TASK TO CARRY OUT:
Return every line from the items below that contains the word "spire", and treat uppercase and lowercase as different.

EXTRACTED ENTRIES:
====
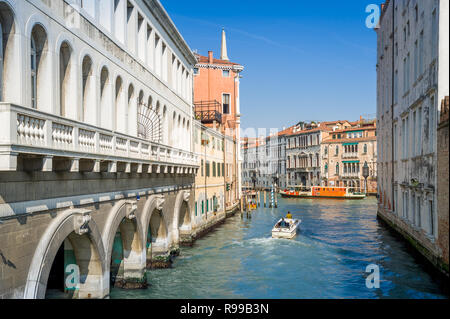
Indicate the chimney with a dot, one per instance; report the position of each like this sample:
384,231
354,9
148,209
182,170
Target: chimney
224,51
210,57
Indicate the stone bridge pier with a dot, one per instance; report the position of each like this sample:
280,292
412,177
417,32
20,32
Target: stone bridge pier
85,250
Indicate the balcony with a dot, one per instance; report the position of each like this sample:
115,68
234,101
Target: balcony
350,155
49,142
208,111
350,175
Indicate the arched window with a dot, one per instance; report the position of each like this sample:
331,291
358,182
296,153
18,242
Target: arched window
88,91
65,82
119,111
131,113
39,70
33,73
105,99
7,50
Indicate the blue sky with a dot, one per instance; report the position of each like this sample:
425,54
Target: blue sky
304,60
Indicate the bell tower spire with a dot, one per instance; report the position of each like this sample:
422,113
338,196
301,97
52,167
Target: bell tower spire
224,52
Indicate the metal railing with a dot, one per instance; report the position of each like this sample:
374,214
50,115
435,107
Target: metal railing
208,111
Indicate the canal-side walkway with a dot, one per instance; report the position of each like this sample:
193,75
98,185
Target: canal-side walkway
327,259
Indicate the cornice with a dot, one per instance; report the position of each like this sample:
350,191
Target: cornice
234,67
166,22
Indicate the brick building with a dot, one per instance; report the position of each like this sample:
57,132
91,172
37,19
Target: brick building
344,153
216,100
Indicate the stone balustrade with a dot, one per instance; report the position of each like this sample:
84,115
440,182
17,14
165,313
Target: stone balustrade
350,155
35,133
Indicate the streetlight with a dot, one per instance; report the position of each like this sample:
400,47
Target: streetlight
365,175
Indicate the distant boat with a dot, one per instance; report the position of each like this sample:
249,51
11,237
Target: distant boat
322,192
288,231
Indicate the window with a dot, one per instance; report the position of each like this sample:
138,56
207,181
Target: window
33,74
434,35
421,54
413,144
419,213
396,86
395,200
226,103
416,60
431,125
419,131
431,217
202,168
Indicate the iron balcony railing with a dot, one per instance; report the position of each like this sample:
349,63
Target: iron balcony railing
208,111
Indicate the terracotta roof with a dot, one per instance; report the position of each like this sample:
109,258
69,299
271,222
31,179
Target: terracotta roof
321,127
349,140
205,59
351,129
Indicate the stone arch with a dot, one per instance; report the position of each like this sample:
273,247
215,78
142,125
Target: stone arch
88,89
9,52
154,222
182,216
85,238
122,227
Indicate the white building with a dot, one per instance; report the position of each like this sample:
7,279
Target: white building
413,71
109,71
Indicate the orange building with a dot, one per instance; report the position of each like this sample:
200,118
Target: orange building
216,101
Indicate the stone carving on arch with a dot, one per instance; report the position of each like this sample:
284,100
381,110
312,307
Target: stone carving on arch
155,205
154,202
122,209
182,203
72,222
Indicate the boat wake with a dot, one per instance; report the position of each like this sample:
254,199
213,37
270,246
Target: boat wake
269,241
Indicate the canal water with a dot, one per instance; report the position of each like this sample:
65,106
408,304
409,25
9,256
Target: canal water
327,258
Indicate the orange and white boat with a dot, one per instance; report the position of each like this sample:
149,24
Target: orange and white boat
322,192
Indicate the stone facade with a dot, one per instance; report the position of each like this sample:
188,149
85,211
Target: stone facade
443,182
96,161
412,77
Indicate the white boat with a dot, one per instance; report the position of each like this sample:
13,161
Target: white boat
288,231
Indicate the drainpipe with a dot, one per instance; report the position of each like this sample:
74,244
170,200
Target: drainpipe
392,106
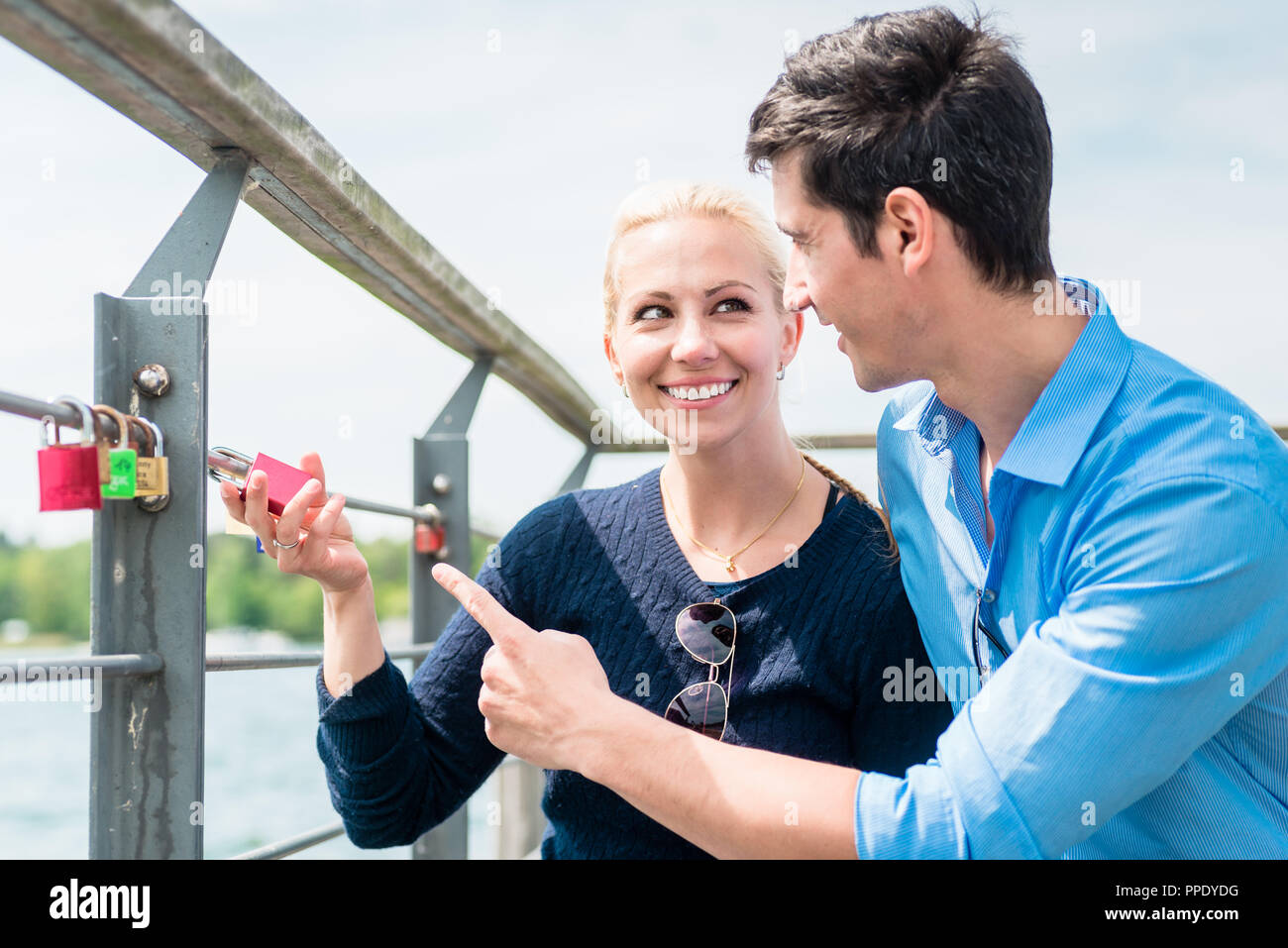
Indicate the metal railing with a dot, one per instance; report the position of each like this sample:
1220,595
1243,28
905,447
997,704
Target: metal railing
154,63
159,67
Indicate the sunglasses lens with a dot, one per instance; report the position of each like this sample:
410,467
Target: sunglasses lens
700,707
706,630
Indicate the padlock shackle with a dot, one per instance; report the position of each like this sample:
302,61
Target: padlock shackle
90,427
226,464
150,438
119,417
158,436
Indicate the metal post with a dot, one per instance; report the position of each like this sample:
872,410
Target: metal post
441,475
149,578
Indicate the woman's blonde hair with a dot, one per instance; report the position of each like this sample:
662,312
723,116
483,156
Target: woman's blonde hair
662,201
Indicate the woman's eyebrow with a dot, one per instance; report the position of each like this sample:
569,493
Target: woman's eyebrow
725,285
712,291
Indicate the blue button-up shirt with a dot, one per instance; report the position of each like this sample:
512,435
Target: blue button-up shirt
1137,576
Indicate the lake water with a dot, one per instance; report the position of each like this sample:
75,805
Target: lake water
263,777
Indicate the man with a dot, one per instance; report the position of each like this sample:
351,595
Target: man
1095,530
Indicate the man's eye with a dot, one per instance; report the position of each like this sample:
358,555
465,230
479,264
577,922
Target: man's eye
644,313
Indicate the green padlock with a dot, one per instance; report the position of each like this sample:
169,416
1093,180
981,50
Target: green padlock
123,460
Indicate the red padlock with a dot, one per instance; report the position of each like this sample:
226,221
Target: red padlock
69,473
283,480
429,537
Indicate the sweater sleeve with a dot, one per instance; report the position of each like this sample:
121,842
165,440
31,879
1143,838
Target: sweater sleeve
400,759
901,710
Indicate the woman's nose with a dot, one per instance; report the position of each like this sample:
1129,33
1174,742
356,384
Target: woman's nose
695,343
795,292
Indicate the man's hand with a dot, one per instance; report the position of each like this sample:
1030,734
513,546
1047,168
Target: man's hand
545,695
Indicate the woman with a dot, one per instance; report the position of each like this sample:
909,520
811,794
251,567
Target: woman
742,588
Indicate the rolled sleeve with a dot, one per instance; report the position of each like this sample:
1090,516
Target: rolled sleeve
913,817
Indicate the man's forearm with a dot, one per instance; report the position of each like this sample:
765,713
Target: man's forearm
732,801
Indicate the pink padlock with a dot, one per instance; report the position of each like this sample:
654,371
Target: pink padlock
69,473
236,468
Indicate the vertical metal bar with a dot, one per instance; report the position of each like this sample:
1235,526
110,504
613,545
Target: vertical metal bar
522,820
149,578
442,454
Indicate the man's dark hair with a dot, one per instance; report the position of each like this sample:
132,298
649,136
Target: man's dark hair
926,101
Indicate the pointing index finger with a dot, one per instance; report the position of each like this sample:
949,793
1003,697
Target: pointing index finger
505,630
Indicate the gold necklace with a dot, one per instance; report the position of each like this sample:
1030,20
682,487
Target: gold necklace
728,561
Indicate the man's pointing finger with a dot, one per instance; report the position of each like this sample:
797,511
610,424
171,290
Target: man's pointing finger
505,629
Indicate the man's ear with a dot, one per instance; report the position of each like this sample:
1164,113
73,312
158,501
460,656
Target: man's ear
910,228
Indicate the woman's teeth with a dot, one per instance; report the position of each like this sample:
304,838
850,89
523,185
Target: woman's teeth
699,393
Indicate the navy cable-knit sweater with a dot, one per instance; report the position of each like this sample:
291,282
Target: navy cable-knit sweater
814,635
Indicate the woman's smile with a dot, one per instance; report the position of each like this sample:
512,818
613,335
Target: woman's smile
698,395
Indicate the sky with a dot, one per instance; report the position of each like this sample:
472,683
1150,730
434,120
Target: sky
506,133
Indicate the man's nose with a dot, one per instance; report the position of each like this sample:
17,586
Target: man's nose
795,292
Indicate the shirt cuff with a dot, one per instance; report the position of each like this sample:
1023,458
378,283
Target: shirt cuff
909,818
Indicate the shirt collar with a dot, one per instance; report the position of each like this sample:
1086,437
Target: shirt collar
1059,425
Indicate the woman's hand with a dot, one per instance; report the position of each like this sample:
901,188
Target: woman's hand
545,695
326,552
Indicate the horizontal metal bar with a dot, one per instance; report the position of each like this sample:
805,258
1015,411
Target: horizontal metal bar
294,844
240,661
137,55
64,415
426,514
85,666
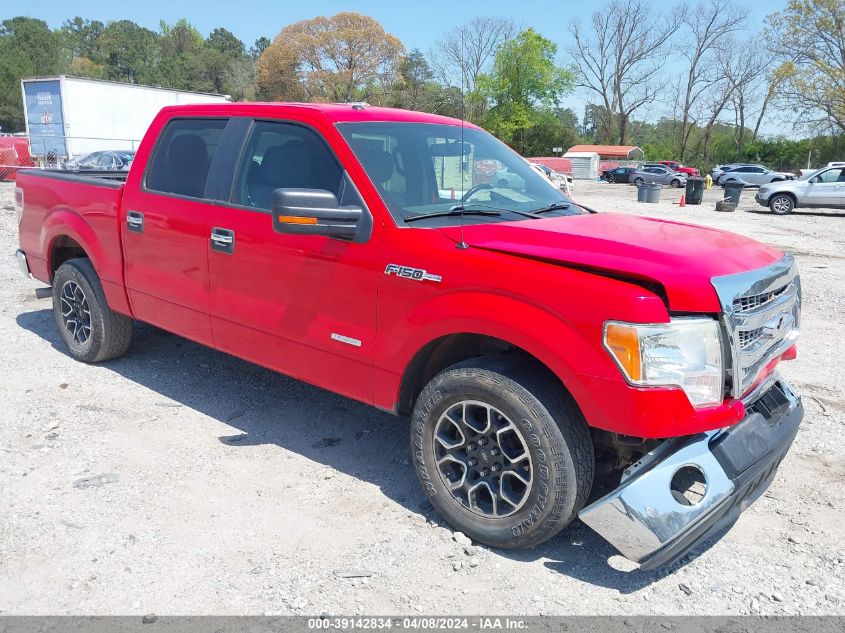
====
EXERCISE ANSWER:
Indicate the bell tower spire with a dot, one per instance; report the position of each like this sample:
Target: bell tower spire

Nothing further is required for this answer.